**About this task**
Your answer should consist of all lines in the listing that hold the word "shape".

**Material shown**

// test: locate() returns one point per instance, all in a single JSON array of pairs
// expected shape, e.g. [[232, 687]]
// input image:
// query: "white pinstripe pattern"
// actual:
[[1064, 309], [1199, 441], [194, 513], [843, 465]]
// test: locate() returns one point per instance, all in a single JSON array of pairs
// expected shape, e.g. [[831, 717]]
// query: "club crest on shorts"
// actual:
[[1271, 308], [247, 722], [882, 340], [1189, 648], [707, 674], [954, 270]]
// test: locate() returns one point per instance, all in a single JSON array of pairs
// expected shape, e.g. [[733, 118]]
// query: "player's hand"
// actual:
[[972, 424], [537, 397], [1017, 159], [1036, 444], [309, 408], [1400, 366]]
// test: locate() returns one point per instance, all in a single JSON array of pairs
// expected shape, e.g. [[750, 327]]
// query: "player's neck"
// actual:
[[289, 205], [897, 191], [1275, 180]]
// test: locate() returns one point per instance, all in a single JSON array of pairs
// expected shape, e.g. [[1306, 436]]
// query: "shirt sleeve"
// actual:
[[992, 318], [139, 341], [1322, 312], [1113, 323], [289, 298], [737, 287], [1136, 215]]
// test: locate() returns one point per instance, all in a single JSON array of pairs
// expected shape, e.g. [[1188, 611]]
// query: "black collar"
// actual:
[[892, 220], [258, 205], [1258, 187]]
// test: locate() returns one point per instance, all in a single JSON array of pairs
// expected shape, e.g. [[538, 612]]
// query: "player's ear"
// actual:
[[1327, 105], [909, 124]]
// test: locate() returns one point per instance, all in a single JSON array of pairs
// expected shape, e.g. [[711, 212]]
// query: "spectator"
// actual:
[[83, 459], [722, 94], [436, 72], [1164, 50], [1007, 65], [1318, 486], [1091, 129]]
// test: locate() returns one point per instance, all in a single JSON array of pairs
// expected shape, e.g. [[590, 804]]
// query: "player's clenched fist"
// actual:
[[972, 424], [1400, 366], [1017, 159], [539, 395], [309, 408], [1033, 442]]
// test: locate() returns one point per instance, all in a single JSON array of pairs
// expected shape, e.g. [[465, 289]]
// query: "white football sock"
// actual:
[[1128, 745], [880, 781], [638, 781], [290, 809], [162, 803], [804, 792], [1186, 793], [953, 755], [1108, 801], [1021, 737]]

**Exercise response**
// expected shape, e.g. [[232, 687]]
// expected shape, e.g. [[831, 717]]
// expected shape, e.g. [[733, 118]]
// expected shape, e.g. [[750, 327]]
// expected shape, e.g. [[1306, 436]]
// expected shape, e.g. [[1188, 611]]
// expected shape, e.g. [[538, 612]]
// expected shape, e.g. [[711, 212]]
// expected shape, e.g. [[590, 804]]
// expected shape, e.g. [[465, 289]]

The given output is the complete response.